*WORK TO DO:*
A – In the Olmsted article, copy the passage between "Central Park at" and "New York City.", inclusive, word for word.
B – Answer these questions from the Olmsted article:
(i) On what date was Olmsted born?
(ii) Who took main responsibility for designing structures like bridges and archways in Central Park?
(iii) In what year were Olmsted and Vaux given the nod to proceed with designing Central Park?
═══ EXTRACT ═══
Central Park at night, looking from East to West. Photo: Tony Carnes/A Journey through NYC religions

This week, we are celebrating the 200th Anniversary of the birth of Frederick Law Olmsted on April 26, 1822. He is most famous as the designer of parks in New York City.

Perhaps, his greatest creation was Central Park, which he believed was an artistic exhibit of “God’s handiwork.” Based on the theology of his family friend Horace Bushnell, he hoped that the park would heal “the hundreds of thousands of tired workers” of their “vital exhaustion,” “nervous irritation” and “constitutional depressions.”

His and Calvert Vaux’s design of Central Park artfully and systematically provided vistas and paths that would help make one feel like the special object of a loving God and a beautiful city. Olmsted said every path, rock, flower, and tree had a functional purpose in the creation of a healing scene. The park would then revive “the poetic element of human nature” and exercise a “harmonizing and refining influence…favorable to courtesy, self-control and temperance.”*

Designing a subtle display of the presence of God in Central Park

In 1858 Olmsted and Vaux were given the nod to proceed with designing Central Park. The land had already been cleared of inhabitants such as the African Americans in Seneca Village and its buildings which included two churches, the African Union Methodist Church and the American Methodist Episcopal Zion Church.

The designers split their duties, with Vaux taking the main responsibility for the design of structures like bridges and archways. As an apprentice on Lewis Nockalls Cottingham’s project to return Hereford Cathedral in England to its Romanesque appearance, he learned much about building solid structures. (He later designed the Chapel, at Beth Olom Cemetary in Brooklyn.)

Untrained as an architect, Olmstead learned from Vaux how to draw up plans. Olmsted led the design of the landscape elements and supervised construction. It is fair to say that the overall vision of the park was Olmsted’s, which drew on the theology of Horace Bushnell.

Olmsted was particularly taken by Bushnell’s belief that a person is most influenced by God through “unconscious influences” from one’s social circles and natural environment. The concept launches off the premise that Christ’s love is more influential than appeals to logic. Olmsted wrote, “When our ministers will not feel it their duty to preach Christ solely to the understanding, but let Christ come as Love and not as Logic, the world will grow better faster than if ever has done before.”
═══ DATA EXTRACT ═══
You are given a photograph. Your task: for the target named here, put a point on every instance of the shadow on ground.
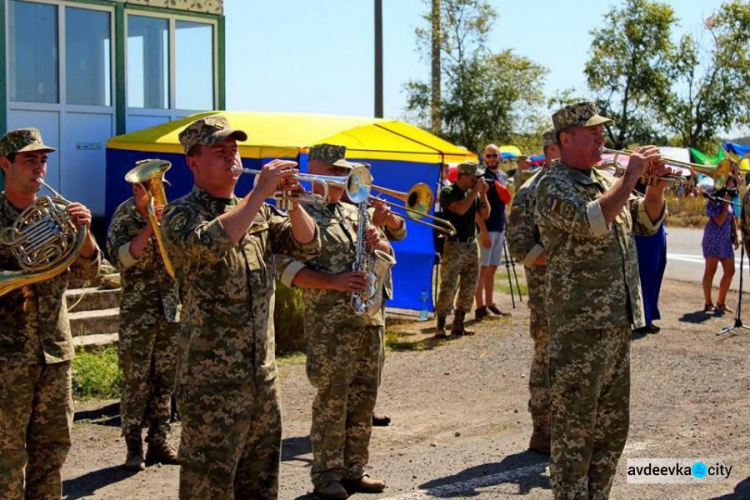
═══
*RESPONSES TO THE TASKS:*
A –
Central Park at night, looking from East to West. Photo: Tony Carnes/A Journey through NYC religions

This week, we are celebrating the 200th Anniversary of the birth of Frederick Law Olmsted on April 26, 1822. He is most famous as the designer of parks in New York City.

B –
(i) April 26, 1822
(ii) Calvert Vaux
(iii) 1858